Cosa fare:
1. Ricopia dal brano su Saleh e Gheddafi il tratto da "Il colonnello libico" a "vedere, dell’intera regione.".
2. Rispondi in breve a queste domande sul brano su Saleh e Gheddafi:
(a) In che anno è avvenuta la fine di Muammar Gheddafi?
(b) A chi cede il potere Saleh con l'accordo del 2012?
(c) Che cosa ottiene Saleh in cambio della cessione del potere?
3. Riprendi il brano su Saleh e Gheddafi dal punto in cui si ferma e proseguilo.

Brano fornito:
========

Difficile fugare la sensazione di déjà vu che accompagna le immagini del corpo senza vita di Ali Abdullah Saleh (nella foto), ex presidente yemenita. L’assembramento della folla, le grida di giubilo, il cadavere strattonato e il volto tumefatto: tutto riporta alla mente la fine di Muammar Gheddafi nel 2011. Due uomini di potere, Saleh e Gheddafi, che costruiscono i rispettivi regimi sulle fondamenta di complesse architetture di alleanze tribali, che perpetuano la loro ultradecennale autorità anche quando non ve ne sono più le condizioni, che finiscono tra le mani di una folla sorpresa e inferocita. Eppure, le traiettorie di eventi precedono la morte di Gheddafi e quella di Saleh non potrebbero essere più diverse.

Il colonnello libico non riesce a sopravvivere alla fine del suo regime, braccato dai raid aerei della Nato e inseguito dai ribelli che si sarebbero poi divisi in un’informe moltitudine di formazioni armate. L’ex presidente yemenita è uomo parimenti cinico ma, forse, ben più scaltro. Gravemente ferito da un attacco dinamitardo contro il palazzo presidenziale, nel 2012 Saleh strappa un accordo ai mediatori del Consiglio di cooperazione del Golfo (Ccg) in base al quale cede il potere al suo vice Abd Rabbih Mansur Hadi (che è tuttora il presidente yemenita riconosciuto dalla comunità internazionale) in cambio dell’immunità. E, favorito dal sostanziale disinteresse con cui l’Occidente guarda allo Yemen, trova anche un modo per continuare a giocare un ruolo di primo piano per gli equilibri di potere del paese e, a ben vedere, dell’intera regione.

========

Estratto del dataset:
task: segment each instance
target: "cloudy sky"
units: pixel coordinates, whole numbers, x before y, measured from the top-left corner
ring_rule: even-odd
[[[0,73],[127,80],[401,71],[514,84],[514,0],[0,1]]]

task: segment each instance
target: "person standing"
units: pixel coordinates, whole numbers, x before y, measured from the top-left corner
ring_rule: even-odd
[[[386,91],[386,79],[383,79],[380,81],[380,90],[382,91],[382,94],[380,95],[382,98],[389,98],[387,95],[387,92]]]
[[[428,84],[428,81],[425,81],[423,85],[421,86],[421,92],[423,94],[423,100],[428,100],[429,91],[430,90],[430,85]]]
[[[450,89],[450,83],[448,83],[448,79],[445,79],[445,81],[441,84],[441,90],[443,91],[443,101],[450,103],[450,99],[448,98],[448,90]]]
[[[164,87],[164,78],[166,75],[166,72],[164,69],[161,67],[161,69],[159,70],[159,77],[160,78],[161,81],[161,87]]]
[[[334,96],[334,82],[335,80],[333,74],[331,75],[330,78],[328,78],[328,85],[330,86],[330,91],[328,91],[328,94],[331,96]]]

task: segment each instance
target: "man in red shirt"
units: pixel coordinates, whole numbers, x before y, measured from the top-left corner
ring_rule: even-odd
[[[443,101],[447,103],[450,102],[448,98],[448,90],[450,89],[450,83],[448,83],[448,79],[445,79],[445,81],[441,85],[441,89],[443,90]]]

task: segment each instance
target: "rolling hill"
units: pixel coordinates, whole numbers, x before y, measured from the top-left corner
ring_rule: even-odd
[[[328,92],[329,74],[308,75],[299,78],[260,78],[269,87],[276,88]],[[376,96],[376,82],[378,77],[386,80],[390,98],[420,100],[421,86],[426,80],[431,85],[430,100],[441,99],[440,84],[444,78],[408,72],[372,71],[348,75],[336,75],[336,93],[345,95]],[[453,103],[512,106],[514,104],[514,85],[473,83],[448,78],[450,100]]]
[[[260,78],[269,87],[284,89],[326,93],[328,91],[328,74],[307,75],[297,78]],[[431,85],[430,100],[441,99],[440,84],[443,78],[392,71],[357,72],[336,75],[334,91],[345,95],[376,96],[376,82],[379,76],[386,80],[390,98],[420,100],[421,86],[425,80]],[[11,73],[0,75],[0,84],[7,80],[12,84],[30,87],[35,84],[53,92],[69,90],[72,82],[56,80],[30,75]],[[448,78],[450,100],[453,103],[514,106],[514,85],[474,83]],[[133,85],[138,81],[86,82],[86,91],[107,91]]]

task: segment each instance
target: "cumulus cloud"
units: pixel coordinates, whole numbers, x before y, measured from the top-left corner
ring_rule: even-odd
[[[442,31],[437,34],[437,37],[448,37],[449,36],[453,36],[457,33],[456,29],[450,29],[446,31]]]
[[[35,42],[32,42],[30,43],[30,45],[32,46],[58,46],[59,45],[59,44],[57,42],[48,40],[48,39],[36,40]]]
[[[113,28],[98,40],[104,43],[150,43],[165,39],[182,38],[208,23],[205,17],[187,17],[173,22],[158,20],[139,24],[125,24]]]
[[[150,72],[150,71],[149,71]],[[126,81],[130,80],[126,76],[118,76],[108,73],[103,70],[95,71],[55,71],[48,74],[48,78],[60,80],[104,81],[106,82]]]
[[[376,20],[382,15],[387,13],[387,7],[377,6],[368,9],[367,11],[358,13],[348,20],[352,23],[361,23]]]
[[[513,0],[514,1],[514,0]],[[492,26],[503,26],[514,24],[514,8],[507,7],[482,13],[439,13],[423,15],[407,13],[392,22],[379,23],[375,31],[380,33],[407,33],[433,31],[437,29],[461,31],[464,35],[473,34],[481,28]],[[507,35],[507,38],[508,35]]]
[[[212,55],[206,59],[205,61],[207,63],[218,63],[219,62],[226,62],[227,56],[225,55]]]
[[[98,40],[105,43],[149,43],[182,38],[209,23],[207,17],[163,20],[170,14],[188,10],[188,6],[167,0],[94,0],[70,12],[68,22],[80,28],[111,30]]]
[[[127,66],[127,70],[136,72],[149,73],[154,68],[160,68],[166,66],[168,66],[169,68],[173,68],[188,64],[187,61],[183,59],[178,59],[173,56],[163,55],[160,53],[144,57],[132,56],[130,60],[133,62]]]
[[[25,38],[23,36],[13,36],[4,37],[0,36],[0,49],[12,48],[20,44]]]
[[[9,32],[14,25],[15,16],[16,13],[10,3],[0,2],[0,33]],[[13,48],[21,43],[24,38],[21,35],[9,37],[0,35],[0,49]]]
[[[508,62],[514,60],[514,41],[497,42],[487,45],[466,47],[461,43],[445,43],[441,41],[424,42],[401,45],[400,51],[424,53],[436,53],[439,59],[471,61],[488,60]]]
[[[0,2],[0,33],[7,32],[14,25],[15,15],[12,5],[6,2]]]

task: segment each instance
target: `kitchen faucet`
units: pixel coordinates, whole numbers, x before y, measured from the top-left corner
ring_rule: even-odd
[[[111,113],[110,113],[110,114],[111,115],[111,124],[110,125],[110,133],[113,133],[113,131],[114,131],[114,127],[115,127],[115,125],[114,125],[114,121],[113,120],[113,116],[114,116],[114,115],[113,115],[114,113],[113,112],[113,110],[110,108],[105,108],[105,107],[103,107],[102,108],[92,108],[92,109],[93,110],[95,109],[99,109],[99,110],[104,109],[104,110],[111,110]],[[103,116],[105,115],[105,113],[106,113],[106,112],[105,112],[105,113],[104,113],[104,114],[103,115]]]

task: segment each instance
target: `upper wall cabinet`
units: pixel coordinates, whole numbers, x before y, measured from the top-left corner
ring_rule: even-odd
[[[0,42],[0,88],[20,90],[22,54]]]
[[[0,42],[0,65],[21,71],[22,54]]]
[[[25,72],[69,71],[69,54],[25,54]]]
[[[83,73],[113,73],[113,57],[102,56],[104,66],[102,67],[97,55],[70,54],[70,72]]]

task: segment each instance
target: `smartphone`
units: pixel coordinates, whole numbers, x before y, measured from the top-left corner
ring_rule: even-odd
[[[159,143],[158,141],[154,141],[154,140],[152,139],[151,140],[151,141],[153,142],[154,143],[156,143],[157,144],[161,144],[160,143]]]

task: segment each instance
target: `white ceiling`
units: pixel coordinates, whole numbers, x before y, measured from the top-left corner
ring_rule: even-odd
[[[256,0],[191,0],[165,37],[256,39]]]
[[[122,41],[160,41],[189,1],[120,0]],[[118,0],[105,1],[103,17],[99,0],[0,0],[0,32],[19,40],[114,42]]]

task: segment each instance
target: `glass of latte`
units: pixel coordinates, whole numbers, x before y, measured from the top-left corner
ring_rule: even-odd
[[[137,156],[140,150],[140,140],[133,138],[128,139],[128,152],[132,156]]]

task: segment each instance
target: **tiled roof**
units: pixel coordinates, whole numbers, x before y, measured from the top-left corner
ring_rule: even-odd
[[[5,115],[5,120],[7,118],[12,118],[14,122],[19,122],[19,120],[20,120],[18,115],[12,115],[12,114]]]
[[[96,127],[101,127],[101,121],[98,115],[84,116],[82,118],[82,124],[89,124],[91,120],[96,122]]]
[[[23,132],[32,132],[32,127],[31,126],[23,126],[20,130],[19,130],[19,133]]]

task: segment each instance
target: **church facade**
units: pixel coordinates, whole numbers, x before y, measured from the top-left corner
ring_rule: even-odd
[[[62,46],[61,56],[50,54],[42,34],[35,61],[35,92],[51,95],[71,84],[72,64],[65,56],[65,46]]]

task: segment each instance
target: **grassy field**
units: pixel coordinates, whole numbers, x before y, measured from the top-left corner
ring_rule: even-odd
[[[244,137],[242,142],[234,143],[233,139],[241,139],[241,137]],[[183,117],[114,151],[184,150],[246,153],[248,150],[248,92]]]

========

Risultati:
1.
Il colonnello libico non riesce a sopravvivere alla fine del suo regime, braccato dai raid aerei della Nato e inseguito dai ribelli che si sarebbero poi divisi in un’informe moltitudine di formazioni armate. L’ex presidente yemenita è uomo parimenti cinico ma, forse, ben più scaltro. Gravemente ferito da un attacco dinamitardo contro il palazzo presidenziale, nel 2012 Saleh strappa un accordo ai mediatori del Consiglio di cooperazione del Golfo (Ccg) in base al quale cede il potere al suo vice Abd Rabbih Mansur Hadi (che è tuttora il presidente yemenita riconosciuto dalla comunità internazionale) in cambio dell’immunità. E, favorito dal sostanziale disinteresse con cui l’Occidente guarda allo Yemen, trova anche un modo per continuare a giocare un ruolo di primo piano per gli equilibri di potere del paese e, a ben vedere, dell’intera regione.

2.
(a) Nel 2011.
(b) Al suo vice Abd Rabbih Mansur Hadi.
(c) L'immunità.

3.
Decide infatti di sostenere e d’incoraggiare la rivolta degli Houthi, una milizia armata dall’Iran ed espressione della comunità di confessione sciita-zaidita insediata lungo il confine con l’Arabia Saudita. Durante la sua presidenza, Saleh era riuscito a gestirne le rivendicazioni ricorrendo, in talune occasioni, all’uso della forza. Ora, agendo nell’ombra, capisce di poter sfruttare quelle stesse istanze per tornare a far sentire la propria voce e, allo stesso tempo, di poter far leva sulle crescenti tensioni tra Riad e Teheran per ricostruire il suo apparato di potere. Nel settembre del 2014, i ribelli Houthi prendono il controllo della capitale Sana’a grazie all’indispensabile appoggio militare della Guardia repubblicana ancora guidata da Ahmed Saleh, primogenito del deposto presidente, costringendo Hadi alla fuga.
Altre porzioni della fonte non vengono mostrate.